Stated problem 1. Using the passage on Monte Carlo pricing of derivatives, decide whether each statement agrees with it: (a) the expectation is taken under the risk-neutral measure; (b) today's value is found by discounting at the risk-free rate; (c) the integral is approximated by generating a single sample path. Answer yes or no for each, quoting the deciding words of the passage.

Document section.

──────

Mathematically The
fundamental theorem of arbitrage-free pricing states that the value of a derivative is equal to the discounted expected value of the derivative payoff where the
expectation is taken under the
risk-neutral measure [1]. An expectation is, in the language of
pure mathematics, simply an integral with respect to the measure. Monte Carlo methods are ideally suited to evaluating difficult integrals (see also
Monte Carlo method). Thus if we suppose that our risk-neutral probability space is \mathbb{P} and that we have a derivative H that depends on a set of
underlying instruments S_1,...,S_n. Then given a sample \omega from the probability space the value of the derivative is H( S_1(\omega),S_2(\omega),\dots, S_n(\omega)) =: H(\omega) . Today's value of the derivative is found by taking the expectation over all possible samples and discounting at the risk-free rate. I.e. the derivative has value: : H_0 = {DF}_T \int_\omega H(\omega)\, d\mathbb{P}(\omega) where {DF}_T is the
discount factor corresponding to the risk-free rate to the final maturity date
T years into the future. Now suppose the integral is hard to compute. We can approximate the integral by generating sample paths and then taking an average. Suppose we generate N samples then : H_0 \approx {DF}_T \frac{1}{N} \sum_{\omega\in \text{sample set}} H(\omega) which is much easier to compute.

──────

Data for processing.
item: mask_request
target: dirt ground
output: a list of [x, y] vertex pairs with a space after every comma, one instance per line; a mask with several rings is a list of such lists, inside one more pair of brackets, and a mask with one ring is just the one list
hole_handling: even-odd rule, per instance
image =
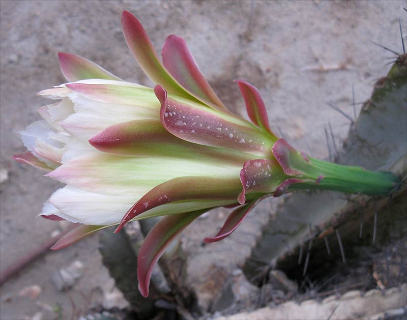
[[[260, 90], [272, 128], [299, 149], [324, 158], [328, 156], [324, 128], [328, 122], [338, 143], [349, 123], [327, 103], [353, 117], [352, 86], [357, 111], [359, 103], [369, 96], [392, 56], [372, 42], [401, 51], [398, 19], [405, 30], [403, 7], [405, 1], [2, 0], [0, 165], [5, 178], [0, 186], [0, 272], [64, 227], [36, 217], [59, 184], [10, 158], [24, 151], [18, 132], [40, 118], [36, 109], [45, 102], [35, 94], [65, 81], [59, 51], [79, 54], [123, 79], [151, 85], [121, 32], [121, 13], [129, 11], [140, 20], [159, 51], [167, 35], [184, 38], [229, 108], [246, 117], [232, 80], [248, 81]], [[199, 243], [197, 236], [212, 235], [224, 218], [214, 215], [191, 226], [186, 236], [192, 247]], [[242, 232], [250, 229], [251, 221]], [[216, 252], [234, 244], [228, 240], [219, 245], [224, 247], [217, 247], [210, 257], [195, 255], [192, 259], [190, 269], [198, 270], [192, 279], [210, 267], [210, 257], [224, 259]], [[90, 237], [61, 251], [50, 251], [21, 270], [0, 288], [0, 319], [77, 318], [81, 311], [101, 303], [114, 283], [100, 262], [97, 247], [97, 236]], [[250, 249], [234, 248], [237, 260]], [[73, 288], [58, 291], [52, 274], [76, 260], [83, 265], [82, 277]], [[24, 296], [21, 290], [33, 285], [41, 292]]]

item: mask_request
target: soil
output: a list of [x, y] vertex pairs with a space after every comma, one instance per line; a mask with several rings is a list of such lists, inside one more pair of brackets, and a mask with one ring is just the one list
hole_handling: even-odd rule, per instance
[[[127, 48], [120, 16], [138, 17], [159, 50], [165, 37], [185, 39], [215, 91], [243, 117], [234, 79], [260, 91], [272, 128], [315, 157], [327, 158], [324, 128], [332, 125], [337, 144], [353, 117], [393, 57], [372, 42], [401, 51], [399, 16], [405, 1], [7, 1], [0, 2], [0, 272], [66, 226], [36, 217], [60, 184], [34, 168], [13, 162], [24, 152], [18, 132], [39, 119], [46, 103], [36, 93], [65, 81], [59, 51], [81, 55], [120, 77], [151, 85]], [[403, 30], [405, 19], [402, 19]], [[275, 203], [272, 204], [274, 206]], [[255, 240], [255, 225], [267, 219], [266, 203], [223, 243], [202, 247], [225, 218], [222, 211], [198, 220], [184, 239], [191, 252], [189, 272], [198, 281], [214, 261], [242, 263]], [[240, 232], [240, 233], [238, 233]], [[246, 237], [246, 238], [245, 238]], [[240, 241], [240, 242], [239, 242]], [[98, 236], [58, 252], [47, 252], [0, 288], [0, 319], [78, 318], [99, 306], [114, 283], [101, 263]], [[232, 249], [230, 249], [230, 248]], [[83, 274], [71, 289], [58, 291], [51, 276], [78, 260]], [[38, 285], [41, 293], [21, 297]], [[84, 298], [84, 297], [86, 297]]]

──────

Stated problem 2. Render everything in the records from their start down to the line containing "285], [41, 292]]]" as a numbered list, skipping blank lines and leaving out the picture.

Exercise answer 1.
(a) Yes: "the expectation is taken under the risk-neutral measure"
(b) Yes: "discounting at the risk-free rate"
(c) No: "generating sample paths and then taking an average"

Exercise answer 2.
1. item: mask_request
2. target: dirt ground
3. output: a list of [x, y] vertex pairs with a space after every comma, one instance per line; a mask with several rings is a list of such lists, inside one more pair of brackets, and a mask with one ring is just the one list
4. hole_handling: even-odd rule, per instance
5. image =
6. [[[260, 90], [272, 128], [299, 149], [324, 158], [328, 156], [324, 128], [328, 122], [338, 143], [349, 123], [327, 103], [353, 117], [352, 86], [357, 111], [359, 103], [369, 96], [392, 56], [372, 42], [401, 51], [398, 19], [405, 30], [403, 7], [405, 1], [2, 0], [0, 165], [5, 178], [0, 186], [0, 272], [64, 227], [36, 217], [59, 184], [10, 158], [24, 151], [18, 132], [40, 118], [36, 109], [45, 102], [35, 94], [65, 81], [59, 51], [79, 54], [123, 79], [151, 85], [121, 32], [121, 13], [129, 11], [140, 20], [159, 51], [167, 35], [184, 38], [229, 108], [246, 117], [232, 80], [248, 81]], [[199, 243], [197, 236], [212, 235], [224, 218], [214, 215], [191, 226], [186, 236], [192, 247]], [[242, 232], [250, 229], [251, 221]], [[216, 252], [234, 244], [228, 240], [219, 245], [224, 247], [217, 247], [210, 257], [195, 255], [192, 259], [190, 269], [198, 270], [192, 279], [210, 267], [210, 257], [224, 259]], [[90, 237], [61, 251], [50, 251], [21, 270], [0, 288], [0, 319], [77, 318], [81, 311], [101, 303], [114, 283], [100, 262], [97, 247], [97, 236]], [[250, 249], [234, 248], [237, 260]], [[73, 288], [58, 291], [52, 274], [76, 260], [83, 265], [82, 277]], [[24, 296], [21, 290], [33, 285], [41, 292]]]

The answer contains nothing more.